== Tarefa A ==
Responda com base no trecho sobre saúde pública:
(i) O que, segundo o trecho, não cabe no atual orçamento do Ministério da Saúde?
(ii) Pela legislação, juntar municípios em regiões de saúde é assunto de quê?
(iii) Moro é entusiasta de qual corrente?
== Tarefa B ==
Extraia do trecho sobre saúde pública, sem nenhuma alteração, a parte que vai de "O ex-juiz em" até "de Saúde (SUS).".

O ex-juiz em campanha deve saber que a expansão de modelos de alto custo não cabe no atual orçamento do Ministério da Saúde. Se for mantido o teto de gastos federais defendido por Moro, não existirão recursos para investimentos, mal darão para o custeio do Sistema Único de Saúde (SUS).
Pela legislação, juntar municípios em regiões de saúde, ordenar diferentes serviços, das unidades de atenção primária aos grandes hospitais, com integração e fluxos entre eles, é assunto de gestão compartilhada, o que não se resolve com canetada de presidente.
Moro é entusiasta da corrente que desfruta de certo sucesso hoje em dia, a que prega maior mistura entre público e privado na saúde, embora as justificativas para o arranjo sejam quase sempre dubitáveis.

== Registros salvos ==
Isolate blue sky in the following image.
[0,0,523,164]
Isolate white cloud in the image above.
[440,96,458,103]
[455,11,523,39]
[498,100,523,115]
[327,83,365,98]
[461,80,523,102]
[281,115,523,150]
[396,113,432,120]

== Resposta A ==
(i) A expansão de modelos de alto custo.
(ii) De gestão compartilhada.
(iii) A que prega maior mistura entre público e privado na saúde.

== Resposta B ==
O ex-juiz em campanha deve saber que a expansão de modelos de alto custo não cabe no atual orçamento do Ministério da Saúde. Se for mantido o teto de gastos federais defendido por Moro, não existirão recursos para investimentos, mal darão para o custeio do Sistema Único de Saúde (SUS).